◆ **WHAT THIS TASK INVOLVES**
Retype the passage on RNA-based therapies word for word, starting at "RNAi accomplishes gene" and ending at "Prize in 2006.".

Market research firm Allied Market Research forecasts that RNA-based therapies will generate $1.2 billion in revenue by 2020, a compounded annual growth rate of 28.4%, according to a recent report. The prediction implies successful commercialization--a long-awaited milestone for the nascent RNA interference (RNAi) treatment paradigm, which shows plenty of promise, but has produced no approved therapies so far, in large part due to drug delivery challenges.
But Allied Market Research points to large-scale public and private funding, the development of novel delivery technologies, and anticipated savings to the healthcare system as drivers of the RNA therapeutics market. It's the gene-silencing potential of RNA therapies that is appealing to pharma and biotech companies, Allied says.
RNAi accomplishes gene silencing by cleaving messenger RNA within cells' cytoplasm, preventing gene transcription from taking place. The naturally occurring paradigm's discovery in 1998 earned scientists Andrew Fire and Craig Mello a Nobel Prize in 2006.
Allied says funding from the U.S. National Institutes of Health and Tekmira's Fast Track designation from the FDA of its RNAi therapeutic for Ebola are also encouraging signs.
In addition to RNAi, RNA antisense is another treatment paradigm in the RNA therapies market, Allied says. Isis Pharmaceuticals ($ISIS) has commercialized two RNA antisense products. They do not face the same delivery challenges as RNAi therapies, which are forecast to garner the most interest in the future.

◆ **DATA SECTION**
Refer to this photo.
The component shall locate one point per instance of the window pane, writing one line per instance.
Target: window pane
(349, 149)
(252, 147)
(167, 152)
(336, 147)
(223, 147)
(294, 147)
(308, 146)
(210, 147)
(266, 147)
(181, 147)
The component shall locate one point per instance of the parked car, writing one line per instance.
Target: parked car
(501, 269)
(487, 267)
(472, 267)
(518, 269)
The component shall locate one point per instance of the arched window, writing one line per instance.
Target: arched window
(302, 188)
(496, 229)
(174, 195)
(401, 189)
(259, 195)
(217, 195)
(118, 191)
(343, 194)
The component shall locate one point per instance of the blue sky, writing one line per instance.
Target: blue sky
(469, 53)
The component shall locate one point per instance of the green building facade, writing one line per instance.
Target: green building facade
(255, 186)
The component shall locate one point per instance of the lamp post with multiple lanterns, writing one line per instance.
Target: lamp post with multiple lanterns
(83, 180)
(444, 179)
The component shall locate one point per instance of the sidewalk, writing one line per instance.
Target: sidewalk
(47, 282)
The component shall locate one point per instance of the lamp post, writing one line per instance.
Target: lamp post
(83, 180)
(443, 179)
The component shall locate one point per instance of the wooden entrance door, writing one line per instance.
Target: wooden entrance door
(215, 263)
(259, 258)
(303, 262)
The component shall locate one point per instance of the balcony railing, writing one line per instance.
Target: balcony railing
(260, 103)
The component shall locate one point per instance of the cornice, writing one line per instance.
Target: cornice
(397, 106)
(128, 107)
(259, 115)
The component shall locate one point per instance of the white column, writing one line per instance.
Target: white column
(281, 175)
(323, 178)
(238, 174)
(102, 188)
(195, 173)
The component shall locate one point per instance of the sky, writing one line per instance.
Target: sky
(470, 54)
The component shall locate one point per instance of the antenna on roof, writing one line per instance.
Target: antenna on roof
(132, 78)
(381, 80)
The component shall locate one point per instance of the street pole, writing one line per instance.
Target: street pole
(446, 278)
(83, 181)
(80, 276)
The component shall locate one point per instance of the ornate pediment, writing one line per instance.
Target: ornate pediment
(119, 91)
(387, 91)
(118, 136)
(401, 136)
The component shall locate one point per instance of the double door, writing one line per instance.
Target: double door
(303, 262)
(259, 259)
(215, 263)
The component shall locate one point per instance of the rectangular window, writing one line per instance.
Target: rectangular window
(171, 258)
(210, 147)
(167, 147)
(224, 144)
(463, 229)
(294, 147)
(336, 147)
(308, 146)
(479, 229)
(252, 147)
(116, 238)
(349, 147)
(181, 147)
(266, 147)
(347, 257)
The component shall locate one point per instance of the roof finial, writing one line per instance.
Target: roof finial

◆ **EXERCISE SOLUTION**
RNAi accomplishes gene silencing by cleaving messenger RNA within cells' cytoplasm, preventing gene transcription from taking place. The naturally occurring paradigm's discovery in 1998 earned scientists Andrew Fire and Craig Mello a Nobel Prize in 2006.